**THE EXERCISE:** Any picture among the records should be left out, please; retype the rest exactly.

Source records
* * * *
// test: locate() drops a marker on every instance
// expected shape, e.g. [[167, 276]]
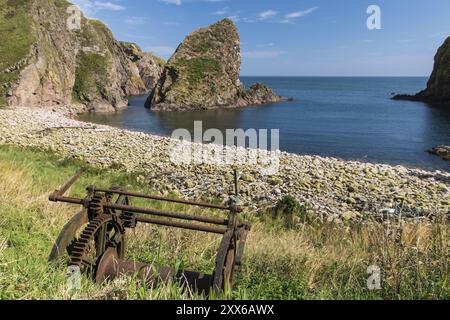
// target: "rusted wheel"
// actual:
[[225, 263], [102, 232], [68, 235]]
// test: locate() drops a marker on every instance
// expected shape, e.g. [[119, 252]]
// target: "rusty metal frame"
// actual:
[[98, 203]]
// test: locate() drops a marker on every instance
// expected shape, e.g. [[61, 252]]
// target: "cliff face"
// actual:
[[50, 65], [438, 87], [204, 72]]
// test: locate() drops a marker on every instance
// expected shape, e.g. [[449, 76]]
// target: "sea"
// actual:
[[351, 118]]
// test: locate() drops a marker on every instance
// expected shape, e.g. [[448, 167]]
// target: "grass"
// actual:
[[305, 261]]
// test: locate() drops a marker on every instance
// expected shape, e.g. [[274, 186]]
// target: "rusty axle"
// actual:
[[100, 246]]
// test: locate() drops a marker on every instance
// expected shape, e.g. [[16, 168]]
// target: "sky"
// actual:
[[292, 37]]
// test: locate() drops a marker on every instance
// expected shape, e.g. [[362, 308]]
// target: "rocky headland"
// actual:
[[203, 73], [44, 62], [438, 86]]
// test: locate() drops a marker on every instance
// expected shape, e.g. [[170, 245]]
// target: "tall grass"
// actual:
[[302, 261]]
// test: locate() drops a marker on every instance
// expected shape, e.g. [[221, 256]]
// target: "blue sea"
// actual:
[[345, 117]]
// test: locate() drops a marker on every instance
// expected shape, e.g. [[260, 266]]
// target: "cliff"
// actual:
* * * *
**OUTPUT OF THE TASK:**
// test: locate() drops a marker on every instance
// expected shape, e.g. [[167, 276]]
// target: "rusted wheel"
// actual:
[[225, 263], [102, 232], [68, 235]]
// test: locate() drops a marker on every instance
// expected shape, e.g. [[119, 252]]
// target: "rusty metal frame"
// actual:
[[98, 203]]
// test: locate() drops a marker on every instance
// expected shape, e.g. [[61, 252]]
// target: "cliff face"
// actual:
[[50, 65], [438, 87], [204, 72]]
// test: locate() drops a marker on every instance
// expected shape, e.g. [[449, 76]]
// target: "sea"
// actual:
[[351, 118]]
// test: locate() drops a marker on every instance
// expected shape, e.g. [[448, 167]]
// target: "grass"
// actual:
[[305, 261]]
// test: locate() drops a marker on every instance
// expected shape, e.g. [[274, 186]]
// target: "rusty axle"
// actual:
[[100, 246]]
// test: locate() drops a marker on every instance
// expected shape, e.g. [[16, 168]]
// target: "sky"
// actual:
[[292, 37]]
// test: locate() drops a marker on every instance
// expected shape, e.g. [[362, 308]]
// target: "rocky headland"
// actual:
[[203, 73], [44, 62], [438, 86]]
// test: locate() drops a marker on every instance
// expected shape, e.g. [[170, 245]]
// target: "tall grass"
// actual:
[[302, 261]]
// test: locate() drops a marker on every instance
// expected shape, e.g. [[221, 256]]
// target: "blue sea"
// actual:
[[345, 117]]
// test: locate() drops a marker on every instance
// expected shape, e.g. [[260, 266]]
// target: "cliff"
// actual:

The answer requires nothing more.